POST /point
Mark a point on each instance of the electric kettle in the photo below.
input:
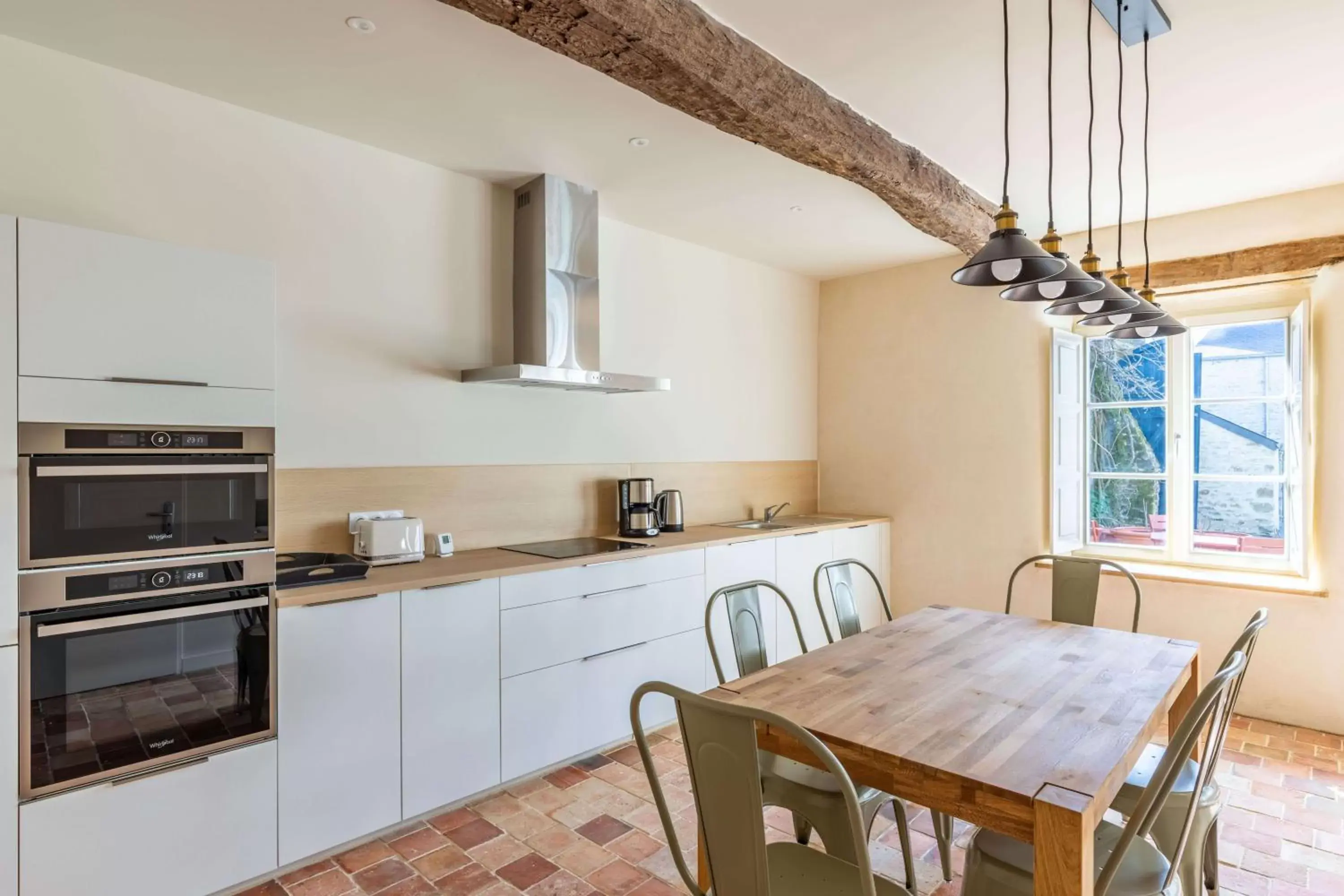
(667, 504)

- - - - -

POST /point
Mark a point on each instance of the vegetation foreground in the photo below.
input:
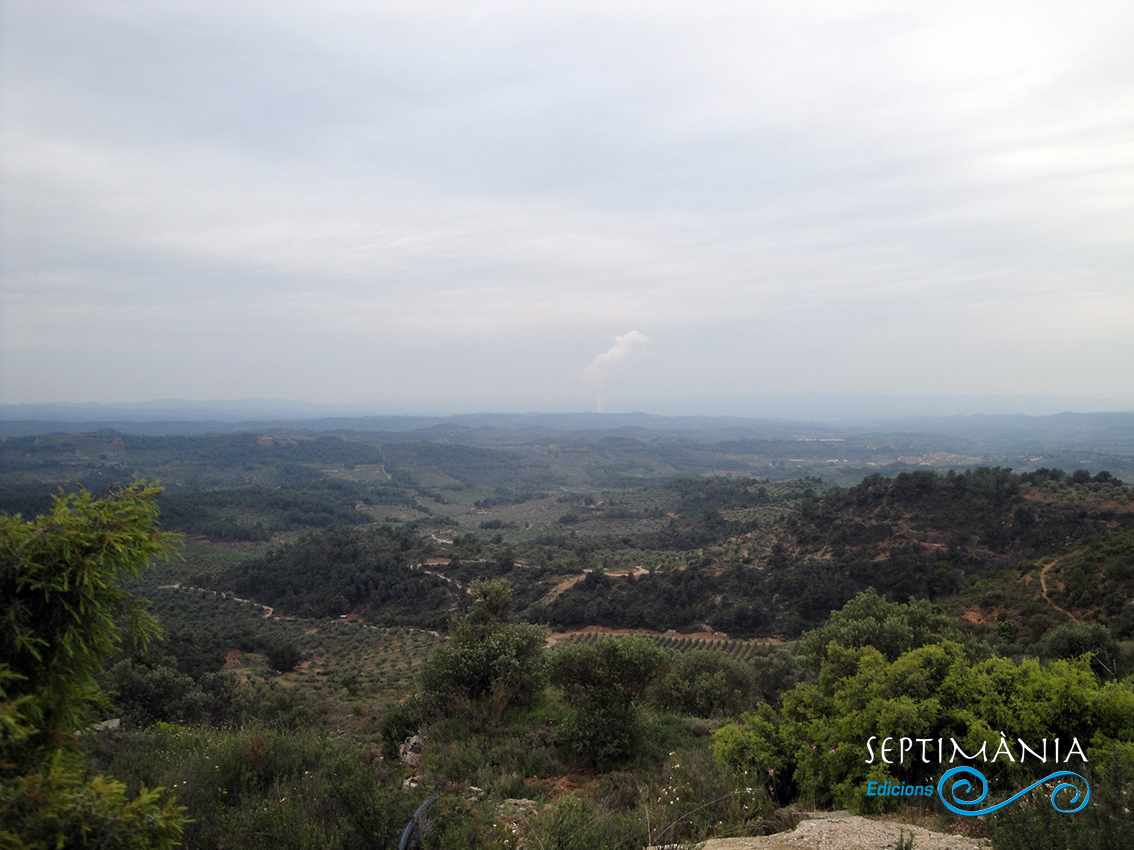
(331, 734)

- - - - -

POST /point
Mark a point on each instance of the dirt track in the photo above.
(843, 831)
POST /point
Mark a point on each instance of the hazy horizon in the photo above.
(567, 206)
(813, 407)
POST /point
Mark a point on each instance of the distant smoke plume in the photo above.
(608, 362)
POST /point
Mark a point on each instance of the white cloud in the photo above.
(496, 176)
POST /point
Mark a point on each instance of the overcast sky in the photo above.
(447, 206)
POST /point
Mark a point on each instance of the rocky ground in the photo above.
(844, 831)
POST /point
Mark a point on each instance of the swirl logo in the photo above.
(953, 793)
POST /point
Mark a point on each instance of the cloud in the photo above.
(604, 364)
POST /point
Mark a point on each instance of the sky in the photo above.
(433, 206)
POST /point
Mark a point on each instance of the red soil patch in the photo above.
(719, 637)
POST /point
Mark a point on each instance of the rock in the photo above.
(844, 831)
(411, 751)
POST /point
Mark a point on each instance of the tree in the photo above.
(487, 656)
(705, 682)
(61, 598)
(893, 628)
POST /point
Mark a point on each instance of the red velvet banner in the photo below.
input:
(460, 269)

- - - - -

Task requirements
Count the lines in the items above that contain the string "below", treating uppercase and lowercase letters as distinct, and give only that number.

Full answer
3